Description of the task:
In the rows from the line containing "the trailer tire" through the end of the rows, switch "black metal fence" to "black iron fence". Give back only those lines, with everything else left as it is.

Raw data:
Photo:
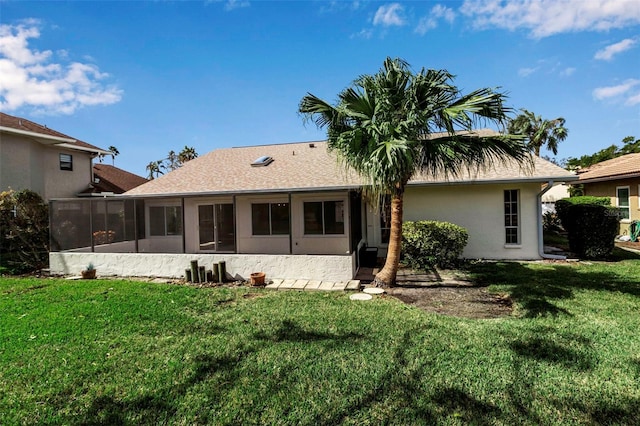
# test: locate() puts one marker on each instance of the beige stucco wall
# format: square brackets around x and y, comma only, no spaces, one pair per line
[608,189]
[479,209]
[27,164]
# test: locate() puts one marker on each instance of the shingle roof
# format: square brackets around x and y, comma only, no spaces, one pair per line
[23,124]
[114,179]
[617,168]
[304,166]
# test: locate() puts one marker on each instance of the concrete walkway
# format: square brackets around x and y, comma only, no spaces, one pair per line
[313,285]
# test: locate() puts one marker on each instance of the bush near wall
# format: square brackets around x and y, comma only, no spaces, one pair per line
[24,231]
[591,224]
[428,244]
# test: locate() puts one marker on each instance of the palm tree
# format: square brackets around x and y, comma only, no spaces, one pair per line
[539,131]
[114,154]
[384,125]
[154,167]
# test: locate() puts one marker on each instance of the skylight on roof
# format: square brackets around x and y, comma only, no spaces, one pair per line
[262,161]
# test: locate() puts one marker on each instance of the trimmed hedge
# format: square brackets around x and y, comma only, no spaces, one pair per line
[426,244]
[591,224]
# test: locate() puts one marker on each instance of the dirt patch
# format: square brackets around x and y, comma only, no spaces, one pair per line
[449,292]
[464,302]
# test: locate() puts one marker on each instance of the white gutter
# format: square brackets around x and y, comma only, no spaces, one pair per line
[40,136]
[540,233]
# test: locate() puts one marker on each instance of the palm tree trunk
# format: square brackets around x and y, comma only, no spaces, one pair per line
[387,275]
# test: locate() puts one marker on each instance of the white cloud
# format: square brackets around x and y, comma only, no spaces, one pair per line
[236,4]
[608,52]
[30,79]
[548,17]
[525,72]
[567,72]
[627,90]
[430,21]
[389,15]
[364,33]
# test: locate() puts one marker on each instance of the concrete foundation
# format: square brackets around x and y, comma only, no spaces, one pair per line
[239,266]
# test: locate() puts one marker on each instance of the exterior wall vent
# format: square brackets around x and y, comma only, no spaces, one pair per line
[262,161]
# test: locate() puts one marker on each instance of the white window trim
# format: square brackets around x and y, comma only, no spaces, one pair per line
[628,188]
[519,215]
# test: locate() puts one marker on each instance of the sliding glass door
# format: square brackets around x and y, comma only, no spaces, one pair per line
[216,227]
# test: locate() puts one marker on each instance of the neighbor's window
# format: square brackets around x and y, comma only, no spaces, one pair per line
[511,216]
[324,218]
[165,220]
[622,196]
[66,162]
[270,219]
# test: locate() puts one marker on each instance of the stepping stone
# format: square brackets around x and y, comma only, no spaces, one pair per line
[326,285]
[313,285]
[353,285]
[274,284]
[299,284]
[361,296]
[339,286]
[287,284]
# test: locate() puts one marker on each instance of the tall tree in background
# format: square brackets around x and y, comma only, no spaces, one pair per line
[538,131]
[630,145]
[155,169]
[383,128]
[114,153]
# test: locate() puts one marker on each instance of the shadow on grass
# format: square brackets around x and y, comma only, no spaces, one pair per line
[220,373]
[289,331]
[538,290]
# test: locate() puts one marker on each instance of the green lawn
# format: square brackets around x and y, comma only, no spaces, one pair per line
[120,352]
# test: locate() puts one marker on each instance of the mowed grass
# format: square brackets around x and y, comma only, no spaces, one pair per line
[121,352]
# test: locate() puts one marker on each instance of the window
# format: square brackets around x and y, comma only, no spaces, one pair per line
[511,216]
[216,225]
[622,196]
[165,220]
[270,219]
[324,218]
[66,162]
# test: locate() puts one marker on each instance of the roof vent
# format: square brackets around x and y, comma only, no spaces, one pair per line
[262,161]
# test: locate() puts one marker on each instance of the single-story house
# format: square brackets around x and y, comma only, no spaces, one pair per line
[35,157]
[619,179]
[291,211]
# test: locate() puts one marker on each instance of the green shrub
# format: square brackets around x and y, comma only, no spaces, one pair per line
[24,231]
[591,224]
[426,244]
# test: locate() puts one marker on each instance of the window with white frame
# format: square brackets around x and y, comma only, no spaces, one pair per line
[66,162]
[512,216]
[324,218]
[622,202]
[270,219]
[165,220]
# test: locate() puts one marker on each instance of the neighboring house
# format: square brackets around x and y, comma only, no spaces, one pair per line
[619,179]
[110,180]
[558,192]
[32,156]
[290,211]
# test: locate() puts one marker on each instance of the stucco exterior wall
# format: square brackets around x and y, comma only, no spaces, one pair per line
[479,209]
[608,189]
[329,268]
[27,164]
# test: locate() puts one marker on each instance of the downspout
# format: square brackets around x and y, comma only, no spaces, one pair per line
[540,233]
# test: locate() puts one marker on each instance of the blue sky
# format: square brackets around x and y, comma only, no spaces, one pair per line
[150,77]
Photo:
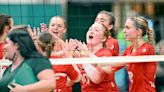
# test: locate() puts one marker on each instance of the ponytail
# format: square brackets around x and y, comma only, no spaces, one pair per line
[151,37]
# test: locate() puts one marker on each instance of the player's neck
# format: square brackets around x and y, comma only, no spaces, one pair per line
[95,48]
[138,43]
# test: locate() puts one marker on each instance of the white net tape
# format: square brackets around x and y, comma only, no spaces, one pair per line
[118,59]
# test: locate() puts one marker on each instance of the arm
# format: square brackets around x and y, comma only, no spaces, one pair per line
[74,76]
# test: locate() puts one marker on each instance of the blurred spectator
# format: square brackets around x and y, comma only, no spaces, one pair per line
[160,68]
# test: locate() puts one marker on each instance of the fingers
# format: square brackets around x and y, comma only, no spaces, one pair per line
[43,27]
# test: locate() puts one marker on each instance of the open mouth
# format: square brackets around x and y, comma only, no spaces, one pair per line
[90,37]
[56,33]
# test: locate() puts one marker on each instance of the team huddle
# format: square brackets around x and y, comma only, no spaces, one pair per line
[22,44]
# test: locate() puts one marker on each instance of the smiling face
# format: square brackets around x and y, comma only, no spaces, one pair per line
[9,49]
[130,31]
[104,19]
[57,26]
[95,34]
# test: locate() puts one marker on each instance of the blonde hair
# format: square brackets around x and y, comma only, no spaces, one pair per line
[106,34]
[141,23]
[62,18]
[46,42]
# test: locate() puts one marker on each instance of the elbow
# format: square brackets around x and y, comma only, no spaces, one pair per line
[97,80]
[52,84]
[78,78]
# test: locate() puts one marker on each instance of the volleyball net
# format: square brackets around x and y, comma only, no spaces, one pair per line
[115,59]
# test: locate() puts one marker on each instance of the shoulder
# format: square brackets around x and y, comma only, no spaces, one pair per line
[112,40]
[38,62]
[103,52]
[147,48]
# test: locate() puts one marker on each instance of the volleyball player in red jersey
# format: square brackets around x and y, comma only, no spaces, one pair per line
[108,19]
[95,79]
[6,23]
[67,74]
[46,42]
[141,74]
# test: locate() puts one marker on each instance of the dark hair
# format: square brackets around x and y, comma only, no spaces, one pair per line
[4,21]
[25,42]
[46,42]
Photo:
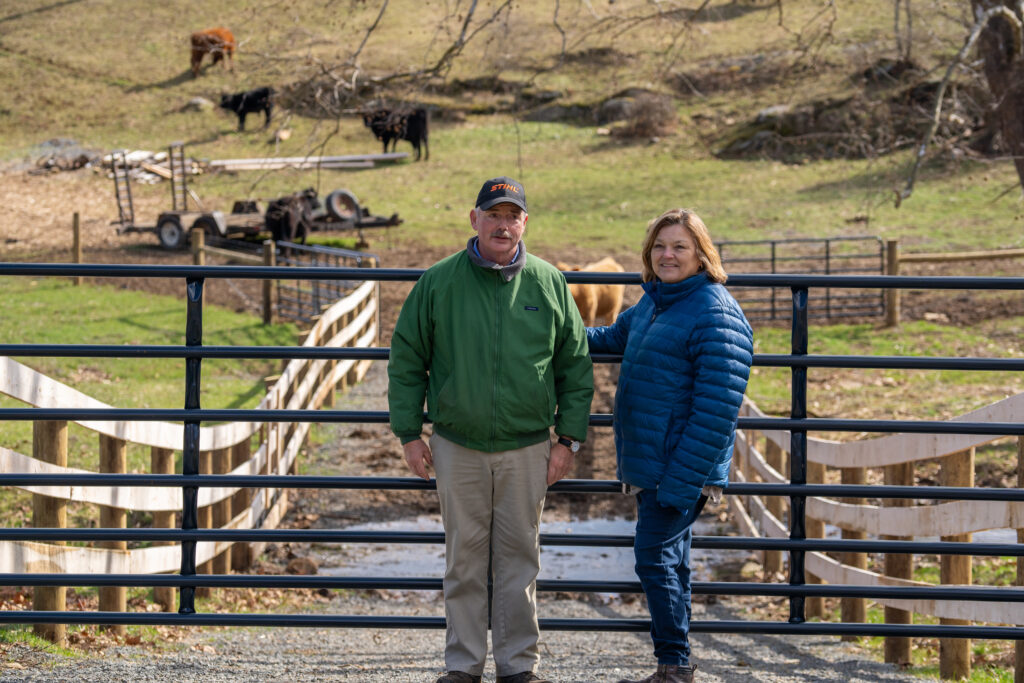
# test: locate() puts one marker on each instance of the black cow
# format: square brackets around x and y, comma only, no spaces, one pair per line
[290,218]
[251,101]
[390,126]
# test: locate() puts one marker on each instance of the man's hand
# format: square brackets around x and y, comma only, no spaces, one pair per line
[418,458]
[559,464]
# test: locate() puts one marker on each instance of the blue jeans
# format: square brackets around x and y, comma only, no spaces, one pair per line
[662,548]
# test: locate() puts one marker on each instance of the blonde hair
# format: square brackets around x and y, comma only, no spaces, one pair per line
[711,262]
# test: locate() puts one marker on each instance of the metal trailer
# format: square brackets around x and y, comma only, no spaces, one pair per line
[341,211]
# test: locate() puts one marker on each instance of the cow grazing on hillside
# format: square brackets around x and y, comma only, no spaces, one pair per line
[390,126]
[218,43]
[250,101]
[597,300]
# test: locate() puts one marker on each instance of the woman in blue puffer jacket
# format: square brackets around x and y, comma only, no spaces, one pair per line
[686,353]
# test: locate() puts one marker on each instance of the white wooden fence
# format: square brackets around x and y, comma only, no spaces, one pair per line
[303,384]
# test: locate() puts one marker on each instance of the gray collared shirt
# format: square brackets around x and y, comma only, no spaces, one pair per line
[508,271]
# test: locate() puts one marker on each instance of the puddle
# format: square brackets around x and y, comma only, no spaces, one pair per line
[581,563]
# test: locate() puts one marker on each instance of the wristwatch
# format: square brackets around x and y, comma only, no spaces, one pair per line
[569,443]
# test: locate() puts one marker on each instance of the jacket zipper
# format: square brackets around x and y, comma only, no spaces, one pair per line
[496,379]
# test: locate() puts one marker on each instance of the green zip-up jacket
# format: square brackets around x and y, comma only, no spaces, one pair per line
[494,358]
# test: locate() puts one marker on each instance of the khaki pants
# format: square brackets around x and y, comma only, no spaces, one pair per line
[491,502]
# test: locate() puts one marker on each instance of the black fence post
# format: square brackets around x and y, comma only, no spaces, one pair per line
[798,453]
[189,450]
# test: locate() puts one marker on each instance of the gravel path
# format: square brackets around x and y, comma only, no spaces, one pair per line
[393,656]
[373,655]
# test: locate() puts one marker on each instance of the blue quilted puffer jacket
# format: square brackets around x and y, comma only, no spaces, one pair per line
[687,350]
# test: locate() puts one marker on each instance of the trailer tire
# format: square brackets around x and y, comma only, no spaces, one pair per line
[342,205]
[208,225]
[170,232]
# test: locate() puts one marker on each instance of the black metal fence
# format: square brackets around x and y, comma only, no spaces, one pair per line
[798,424]
[300,299]
[829,256]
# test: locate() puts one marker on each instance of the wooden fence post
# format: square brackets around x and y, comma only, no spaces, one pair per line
[815,529]
[199,243]
[270,259]
[205,521]
[49,444]
[328,372]
[1019,646]
[76,252]
[898,565]
[954,653]
[776,459]
[222,510]
[240,503]
[854,610]
[113,459]
[892,295]
[162,462]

The reply:
# test: locate() puts one marker on each instance of the trailer tire
# format: square brackets around x and y, comma only, no spaces, one pair per line
[342,205]
[208,225]
[170,232]
# test: locate() puts one marker on each instance of the black iron fence
# format: square brackets around x and y, comma only, no spaces, one pair per line
[798,424]
[300,299]
[829,256]
# test: locate() puts one marker on each instance of the wooden fence post
# format: square brackets around x and y, comma only, no spaces, one pair per line
[815,529]
[199,243]
[270,259]
[205,521]
[49,444]
[328,372]
[1019,646]
[76,252]
[898,565]
[954,653]
[776,459]
[222,510]
[240,503]
[854,610]
[113,459]
[892,295]
[162,462]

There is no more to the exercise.